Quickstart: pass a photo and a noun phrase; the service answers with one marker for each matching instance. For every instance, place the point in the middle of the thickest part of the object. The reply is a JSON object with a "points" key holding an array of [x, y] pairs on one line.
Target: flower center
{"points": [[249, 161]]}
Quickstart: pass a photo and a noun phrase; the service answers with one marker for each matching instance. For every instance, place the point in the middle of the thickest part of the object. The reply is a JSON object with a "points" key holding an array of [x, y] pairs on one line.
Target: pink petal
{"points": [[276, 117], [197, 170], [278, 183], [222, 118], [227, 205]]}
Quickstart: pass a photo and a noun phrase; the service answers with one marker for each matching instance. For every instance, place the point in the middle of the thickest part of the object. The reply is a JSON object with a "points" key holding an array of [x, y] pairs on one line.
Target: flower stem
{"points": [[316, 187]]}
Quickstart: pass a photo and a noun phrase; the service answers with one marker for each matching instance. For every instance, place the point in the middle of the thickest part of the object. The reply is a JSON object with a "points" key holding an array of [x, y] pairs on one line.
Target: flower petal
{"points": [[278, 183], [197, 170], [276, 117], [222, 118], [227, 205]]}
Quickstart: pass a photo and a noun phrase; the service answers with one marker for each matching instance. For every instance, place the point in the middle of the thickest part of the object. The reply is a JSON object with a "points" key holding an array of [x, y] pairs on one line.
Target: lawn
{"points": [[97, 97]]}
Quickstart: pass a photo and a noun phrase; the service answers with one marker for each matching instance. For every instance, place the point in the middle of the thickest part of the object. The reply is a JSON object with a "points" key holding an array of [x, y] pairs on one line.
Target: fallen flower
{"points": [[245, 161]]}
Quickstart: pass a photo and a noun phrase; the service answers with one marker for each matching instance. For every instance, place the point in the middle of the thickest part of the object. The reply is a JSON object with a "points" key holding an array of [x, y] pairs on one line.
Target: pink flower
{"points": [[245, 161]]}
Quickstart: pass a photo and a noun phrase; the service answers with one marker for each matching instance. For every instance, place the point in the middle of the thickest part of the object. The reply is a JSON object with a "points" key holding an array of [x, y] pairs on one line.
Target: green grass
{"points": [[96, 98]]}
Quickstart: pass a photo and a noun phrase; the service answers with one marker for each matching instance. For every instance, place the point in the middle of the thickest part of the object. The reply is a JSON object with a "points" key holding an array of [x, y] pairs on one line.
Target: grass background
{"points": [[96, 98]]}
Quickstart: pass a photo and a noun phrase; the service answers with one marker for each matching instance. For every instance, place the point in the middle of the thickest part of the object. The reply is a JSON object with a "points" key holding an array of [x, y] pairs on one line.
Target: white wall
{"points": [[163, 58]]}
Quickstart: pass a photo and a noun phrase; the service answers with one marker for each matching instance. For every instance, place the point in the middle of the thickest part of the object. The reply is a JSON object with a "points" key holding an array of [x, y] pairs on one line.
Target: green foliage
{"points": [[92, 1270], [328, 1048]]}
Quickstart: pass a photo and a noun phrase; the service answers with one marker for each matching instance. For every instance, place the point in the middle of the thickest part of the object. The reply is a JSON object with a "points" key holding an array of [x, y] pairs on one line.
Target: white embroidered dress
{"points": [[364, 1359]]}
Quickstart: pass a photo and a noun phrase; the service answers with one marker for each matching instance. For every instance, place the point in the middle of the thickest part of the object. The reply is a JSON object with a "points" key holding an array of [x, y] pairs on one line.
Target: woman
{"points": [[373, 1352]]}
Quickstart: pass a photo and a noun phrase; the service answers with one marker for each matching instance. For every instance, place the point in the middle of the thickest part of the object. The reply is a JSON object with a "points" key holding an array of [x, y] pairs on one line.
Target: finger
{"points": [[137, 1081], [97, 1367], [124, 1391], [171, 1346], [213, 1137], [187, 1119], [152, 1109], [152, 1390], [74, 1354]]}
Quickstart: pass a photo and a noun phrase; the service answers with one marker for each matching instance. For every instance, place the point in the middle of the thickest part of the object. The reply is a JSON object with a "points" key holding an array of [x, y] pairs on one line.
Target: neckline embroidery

# # # # #

▶ **Directions**
Retype every record above exactly as it appears.

▶ **Exercise solution**
Quickstart: pass a photo and a noun phrase; the service answers with one marker for each matching instance. For every instance, place the point in the middle of the thickest part of the object. The reply is a JSON object with a "points" key holding an array of [x, y] pairs on one line.
Target: flower center
{"points": [[249, 161]]}
Quickstart: pass a photo and a noun phrase; the service answers with one marker for each matching instance. For every instance, place the point in the middle of the thickest part of the object. The reply is a JSON object with a "points" key holding an array of [x, y] pairs on one line.
Target: pink petal
{"points": [[276, 117], [197, 170], [278, 183], [222, 118], [227, 205]]}
Quickstart: pass a photo and a noun phrase; the service answers with one marker for each matching instance. For every instance, place the point in the middle of the thickest part of the object. The reply is a JSON object with a "points" key holding an array of [x, y] pairs on one line.
Target: flower stem
{"points": [[316, 187]]}
Quickstart: pass a photo and a noun phrase; the service answers with one marker for each matching instance. For every instance, place the point in the middle of the thickest part of the object. The reply is a JSON object with a "points" key holding an array of [x, y] pairs on one line.
Target: flower petal
{"points": [[278, 183], [197, 170], [276, 117], [222, 118], [227, 205]]}
Quickstart: pass a photo and a noun phrase; the service answers with one marker for each matching instance. For every instance, place the point in the middle of the thickest part of the object. The reply is a JSON object with a "points" key holding an array of [x, y] pairs on one line.
Target: lawn
{"points": [[97, 97]]}
Quickstart: pass a photo and a noun phrase; the service answers with one marker for each matching instance. For every instance, place the point in the middle of the thickest part of the object. The reply is a JSON object with a "points" key holding an array of [x, y] pairs on one line.
Target: fallen flower
{"points": [[245, 161]]}
Quickstart: pass a photo and a noun phrase; the service answers with one marker for each matching instance. For every instance, place the point in the middle of the thickest part of the object. The reply is a JSON object with a "points" key holding an array of [x, y] pairs on one line.
Target: pink flower
{"points": [[245, 161]]}
Quickstart: pass a photo and a noun phrase; the service answers with one marker for each matching instance. For every instance, place the point in the middle of the thickest part of the object. The reply is a JSON object with a "points" key holding an array of [x, y] pairs on one line.
Target: green grass
{"points": [[96, 98]]}
Quickstart: pass a photo and a noun phrase; the service answers with one marker for each matching instance. For every instance, place the point in the middle of the thickest part of the object. The reply is a JSON object with a "points" key holding an array of [x, y] pairs on one line.
Target: grass background
{"points": [[96, 98]]}
Quickstart: pass a photo and a noun phrase; the service answers with one marker for each matching instance. For every instance, place the point in the middle of the thickest part of the object. The reply is a JSON object with a "points" key holding an array of [x, y] pairs on one line.
Target: white wall
{"points": [[163, 58]]}
Quickstart: pass a photo and a noun phrase; the service answers with one marker for each matching instance. For every instance, place the point in the middle of the thickest part of the object. The reply is a JSON object with a "points" key holding an array of [x, y] pairs on one line.
Target: green foliage
{"points": [[92, 1270], [328, 1048]]}
Quickstart: pass a photo and a noun phrase; the service answers with one marker for each matching instance. For every instance, place the point in the middle of the thickest part of the object. The reply is a JSON object with a "points" key holding an array of [x, y] pairs on one line.
Target: white embroidered dress
{"points": [[364, 1359]]}
Quickstart: pass a photo and a noun phrase; the service answers with one marker for each matching instance. For every instance, place the point in the middle of the thickest part of the object. The reply is a JSON object with a "points" key holding an array of [x, y] pairs on one line.
Target: woman
{"points": [[373, 1352]]}
Quickstart: pass a photo and a noun phrase; the service answers with one marker for each matching instance. For every instance, place the point in the middle of the thickest part of the object. The reply is a JSON object with a "points" key holding an array of [x, y] pairs on one line.
Target: finger
{"points": [[137, 1081], [97, 1367], [124, 1391], [171, 1346], [213, 1137], [187, 1119], [152, 1109], [152, 1390], [74, 1354]]}
Quickstart: pass a photo and a noun phrase; the service answers with one marker for each matching instance. For every instance, place the point in the middle of the thickest part of the object. The reply is a JSON object with a "points" key holding an array of [x, y] pairs on one line.
Target: neckline embroidery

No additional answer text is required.